[Problems to work on]
1. In the Ama Dablam climbing account, what did the narrator do at the spot high above camp 3, above a technical serac?
2. Continue the Ama Dablam climbing account from its final sentence.

[Page extract]

#####

Hour after hour the night sky glowed in wonder. We reached camp 3 which is usually where most climbers spend another night before going for the summit. But we didn’t stop, we were in the zone, it was going to be a long long day.

We reached a momentum spot on the mountain, high above camp 3, above a technical serac, I took some pictures with long exposure.

And then soon dawn started to appear, the sky became a faint blue, then golden, it was magical. I took a celebratory video clip after climbing all night. I was totally completely energized.

The shadow of Ama Dablam was incredible, I filmed another video clip as I struggled to stay warm. The temperature was a lot colder than I expected.

Videos just below Ama Dablam Summit

No big mountain climbing adventure seems to happen without some level of mishaps;

and at this point there was a bit of a crisis unfolding for me. Pemba was a support sherpa who we asked to come with us on this trip at the last minute.

We thought it would be wise to have additional support to carry food, tents and most importantly an emergency oxygen bottle for me.

#####

[Dataset]
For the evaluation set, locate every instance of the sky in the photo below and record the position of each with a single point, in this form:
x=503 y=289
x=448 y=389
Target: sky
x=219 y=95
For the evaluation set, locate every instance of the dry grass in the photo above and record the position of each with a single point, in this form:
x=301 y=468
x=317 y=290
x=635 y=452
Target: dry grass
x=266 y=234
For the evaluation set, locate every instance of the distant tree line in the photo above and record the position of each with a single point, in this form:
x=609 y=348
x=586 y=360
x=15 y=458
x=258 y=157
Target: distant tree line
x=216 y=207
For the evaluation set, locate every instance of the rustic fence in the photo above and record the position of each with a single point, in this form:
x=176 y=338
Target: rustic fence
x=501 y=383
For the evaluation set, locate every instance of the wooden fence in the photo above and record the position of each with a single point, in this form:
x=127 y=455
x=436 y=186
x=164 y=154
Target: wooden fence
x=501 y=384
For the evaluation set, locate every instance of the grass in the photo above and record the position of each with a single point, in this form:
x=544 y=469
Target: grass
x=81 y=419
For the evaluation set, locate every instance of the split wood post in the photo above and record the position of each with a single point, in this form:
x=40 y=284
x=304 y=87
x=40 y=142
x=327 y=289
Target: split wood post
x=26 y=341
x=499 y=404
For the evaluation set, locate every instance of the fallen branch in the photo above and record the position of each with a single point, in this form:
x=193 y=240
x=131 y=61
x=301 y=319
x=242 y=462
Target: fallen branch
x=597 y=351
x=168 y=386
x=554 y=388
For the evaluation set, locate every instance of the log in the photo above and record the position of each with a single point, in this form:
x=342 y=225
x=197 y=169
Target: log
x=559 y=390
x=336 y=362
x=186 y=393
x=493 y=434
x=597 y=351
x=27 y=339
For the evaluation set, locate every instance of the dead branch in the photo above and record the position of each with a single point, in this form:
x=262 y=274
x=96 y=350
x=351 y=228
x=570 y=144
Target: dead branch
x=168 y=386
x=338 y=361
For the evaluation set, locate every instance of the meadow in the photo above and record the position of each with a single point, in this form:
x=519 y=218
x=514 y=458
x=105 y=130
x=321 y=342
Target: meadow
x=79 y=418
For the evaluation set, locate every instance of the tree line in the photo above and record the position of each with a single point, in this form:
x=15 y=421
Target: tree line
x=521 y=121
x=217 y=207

#####

[Results for each task]
1. The narrator took some pictures with long exposure.

2.
Well Pemba was way behind Lakpa T and myself. We were a few hours from the summit and he was nowhere to be found. In hindsight we should have made sure he had a radio, but only Lapka T had a radio. We didn’t know what happened, but the bottom line was Pemba and his supplies were not with us. I looked into my backpack and to my shock I was completely out of food.

Lakpa T had virtually no food as well, he gave me a chocolate bar and said that’s all we got!

About this time the all-night effort was catching up with me and I was getting really tired. Having come directly from sea level in New York just 6 day earlier it was quite an accomplishment to get up to 21,000+ feet without any oxygen or altitude acclimatization. I had to make a choice, turn around or push another few hours to the summit. Of course I threw caution to the wind and we pressed ahead.

SUMMIT!

The summit was something I will never forget.

Just as you crest to the very top of the mountain if the sky is clear you have the most majestic unobstructed view of Mt. Everest.

The sunrise on the summit of Ama Dablam, with Mt. Everest in a pure blue morning sky, just Lakpa T and I experiencing heaven on earth. There are literally no words to describe these moments. On my deathbed I pray that I can find this feeling before my last breath because in these moments life is indescribable.

Standing on the summit of Ama Dablam with Mt. Everest in the background. May 15 2025

HALFWAY

When you get to the top of any mountain you’re only halfway. You need to come down.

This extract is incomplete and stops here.